# TEXTAUSSCHNITT
::::::::

Welche Prozessor-Familie man im Kernel auswählen soll, keine Ahnung. Dazu konnte ich nichts finden. Aber sowohl Pentium-4 als auch Pentium-M sollen wohl funktionieren. Fragt sich nur, wie gut.

----------

## Anarcho

 *arlsair wrote:*   

> Im Moment wird man halt noch nicht die volle Power bekommen (aber dafür ist es dann in 1-2 Monaten wie ein kostenloses Prozessor-Upgrade .

 

Naja, es ist dann ein Upgrade von 1%....mehr macht das sicher nicht aus.

@Scup:

Live-CD: entweder x86 oder amd64, jenachdem welches System du später haben willst. Mehr gibt es da nicht zu entscheiden.

Stage: genauso

CFLAGS: siehe Vorposter

KERNEL: SMP auf 2

make.conf: MAKEOPTS="-j4"

::::::::

# ZU BEARBEITENDE AUFGABEN
1 - Zähle alle Stichpunkte auf, zu denen der Forenausschnitt zu den Systemeinstellungen in der Antwort an Scup eine Angabe macht.
2 - Setze den Forenausschnitt zu den Systemeinstellungen im gleichen Ton nach seiner letzten Zeile fort.

# GESPEICHERTE DATEN
::::::::

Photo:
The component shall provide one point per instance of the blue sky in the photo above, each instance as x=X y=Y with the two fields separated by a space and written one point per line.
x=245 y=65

::::::::

# ANTWORTEN JE AUFGABE
1 - Live-CD, Stage, CFLAGS, KERNEL, make.conf

2 -
Das wars schon.

----------

## SkaaliaN

 *Anarcho wrote:*   

>  *arlsair wrote:*   Im Moment wird man halt noch nicht die volle Power bekommen (aber dafür ist es dann in 1-2 Monaten wie ein kostenloses Prozessor-Upgrade . 
> 
> Naja, es ist dann ein Upgrade von 1%....mehr macht das sicher nicht aus.
> 
> @Scup:
> ...

 

Danke. Aber wieso MAKEOPTS="-j4" ?? Ist nicht normal immer die Einstellung -> CPU+1 ? Ich muss mal wegen meinem Board gucken. Das hat vom CD-Kernel gar keine Unterstützung (UDEV startet ewig und dann hat der nachher nur das CDROM-Laufwerk. CDROM ist an IDE angeschlossen und die Platten an S-ATA.

LG

Scup

----------

## Anarcho

Ich persönlich nehme immer CPUs*2. Bei IO-lastigen Operationen macht sich das durchaus bemerkbar.

----------

## SkaaliaN

 *Anarcho wrote:*   

> Ich persönlich nehme immer CPUs*2. Bei IO-lastigen Operationen macht sich das durchaus bemerkbar.

 

Dann werde ich das auch mal an meinem AMD64 3000+ testen! Danke für den Tip!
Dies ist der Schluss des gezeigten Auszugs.